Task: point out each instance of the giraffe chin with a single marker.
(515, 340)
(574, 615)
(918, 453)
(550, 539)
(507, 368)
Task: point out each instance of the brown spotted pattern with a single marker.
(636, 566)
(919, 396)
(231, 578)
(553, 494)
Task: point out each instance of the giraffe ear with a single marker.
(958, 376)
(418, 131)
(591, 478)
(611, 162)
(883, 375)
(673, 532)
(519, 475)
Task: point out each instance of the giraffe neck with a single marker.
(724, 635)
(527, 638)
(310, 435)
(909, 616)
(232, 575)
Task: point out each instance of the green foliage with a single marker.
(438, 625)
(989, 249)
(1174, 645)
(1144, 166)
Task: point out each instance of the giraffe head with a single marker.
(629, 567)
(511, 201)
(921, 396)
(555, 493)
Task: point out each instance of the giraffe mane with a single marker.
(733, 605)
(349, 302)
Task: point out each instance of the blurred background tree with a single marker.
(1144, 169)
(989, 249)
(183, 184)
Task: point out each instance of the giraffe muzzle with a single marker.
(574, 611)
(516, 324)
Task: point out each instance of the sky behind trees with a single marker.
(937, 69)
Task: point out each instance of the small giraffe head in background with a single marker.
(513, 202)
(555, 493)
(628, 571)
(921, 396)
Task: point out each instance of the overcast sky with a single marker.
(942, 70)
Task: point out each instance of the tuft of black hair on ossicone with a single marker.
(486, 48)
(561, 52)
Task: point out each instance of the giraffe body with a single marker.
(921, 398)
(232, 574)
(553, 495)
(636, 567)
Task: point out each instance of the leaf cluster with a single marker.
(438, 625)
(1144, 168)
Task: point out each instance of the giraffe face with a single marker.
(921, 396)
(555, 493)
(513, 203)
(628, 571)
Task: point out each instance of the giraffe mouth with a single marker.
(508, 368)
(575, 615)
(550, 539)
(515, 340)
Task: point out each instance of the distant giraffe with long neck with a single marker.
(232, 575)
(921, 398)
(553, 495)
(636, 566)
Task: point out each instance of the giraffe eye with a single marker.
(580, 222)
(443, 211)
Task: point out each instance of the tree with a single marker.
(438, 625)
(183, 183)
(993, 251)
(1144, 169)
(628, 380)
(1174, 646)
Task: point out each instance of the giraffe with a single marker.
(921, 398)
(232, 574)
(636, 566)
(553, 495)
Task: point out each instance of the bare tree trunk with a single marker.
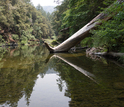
(81, 34)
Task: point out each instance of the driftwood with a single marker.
(81, 34)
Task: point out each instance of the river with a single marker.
(31, 77)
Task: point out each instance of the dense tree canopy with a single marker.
(72, 15)
(23, 21)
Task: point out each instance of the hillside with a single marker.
(49, 9)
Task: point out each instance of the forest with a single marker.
(22, 23)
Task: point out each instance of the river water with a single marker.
(31, 77)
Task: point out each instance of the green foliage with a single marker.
(111, 34)
(74, 14)
(21, 18)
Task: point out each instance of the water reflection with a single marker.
(30, 74)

• • • • •

■ REQUIRED WORK ■
Leave out the pictures and print every line of the data exactly.

■ THE RESULT ■
Task: point out each instance of the giraffe chin with a single marker.
(515, 340)
(574, 615)
(918, 453)
(550, 539)
(507, 368)
Task: point out each instance of the brown spotted pattern with a single marker.
(636, 566)
(919, 396)
(231, 578)
(553, 494)
Task: point out each instance of the giraffe ear with a single marker.
(958, 376)
(418, 131)
(591, 478)
(611, 162)
(883, 375)
(673, 532)
(519, 475)
Task: point out each instance of the giraffe neck with a single marker.
(724, 635)
(527, 638)
(310, 435)
(909, 616)
(232, 575)
Task: point out each instance of the green foliage with a single marker.
(438, 625)
(989, 249)
(1174, 645)
(1144, 166)
Task: point out each instance of the giraffe head with a single marker.
(629, 567)
(511, 201)
(921, 396)
(555, 493)
Task: point out each instance of the giraffe mane with a single marker.
(733, 605)
(349, 302)
Task: point out each instance of the blurred background tree with a single marker.
(1144, 169)
(989, 249)
(183, 184)
Task: point out each instance of the giraffe muzzle with a single marker.
(574, 611)
(516, 324)
Task: point out each instance of the sky behind trees with a single marker.
(937, 69)
Task: point out each instance of the small giraffe head in background with a single marker.
(513, 202)
(555, 493)
(628, 571)
(921, 396)
Task: point out each instance of the overcast sky with a single marker.
(942, 70)
Task: point out each instance of the tuft of black hair on ossicone with a single marker.
(486, 48)
(561, 52)
Task: point out each instance of the giraffe body with a single marker.
(921, 398)
(232, 574)
(553, 495)
(636, 567)
Task: point out each instance of the leaf cluster with a single marker.
(438, 625)
(1144, 168)
Task: point out each instance of the giraffe face with a single marker.
(921, 396)
(555, 493)
(513, 203)
(628, 571)
Task: point out each instance of the giraffe mouth with a single marker.
(508, 368)
(575, 615)
(550, 539)
(515, 340)
Task: point out each instance of the distant giraffe with long neck with a single marker.
(232, 575)
(921, 398)
(553, 495)
(636, 566)
Task: point out each instance of the giraffe eye with a single marker.
(580, 222)
(443, 211)
Task: point out each instance of the tree with a single marker.
(438, 625)
(183, 183)
(993, 251)
(1144, 169)
(628, 380)
(1174, 646)
Task: point out each instance of the giraffe with a single marker.
(921, 398)
(232, 574)
(636, 566)
(553, 495)
Task: point out each instance of the bare tree trunk with a single marker.
(81, 34)
Task: point out each instance of the driftwood with a single marker.
(81, 34)
Task: point out each instance of the river with a single marker.
(31, 77)
Task: point out each instance of the dense tree canopy with a single marker.
(72, 15)
(23, 21)
Task: point out each instance of the hillside with a single marker.
(49, 9)
Task: point out each instance of the forest with a single marker.
(22, 23)
Task: point out each instance of the river water with a single marker.
(31, 77)
Task: point out each instance of the green foliage with a single marker.
(111, 34)
(74, 14)
(21, 18)
Task: point out each instance of the water reflection with a single marker.
(30, 74)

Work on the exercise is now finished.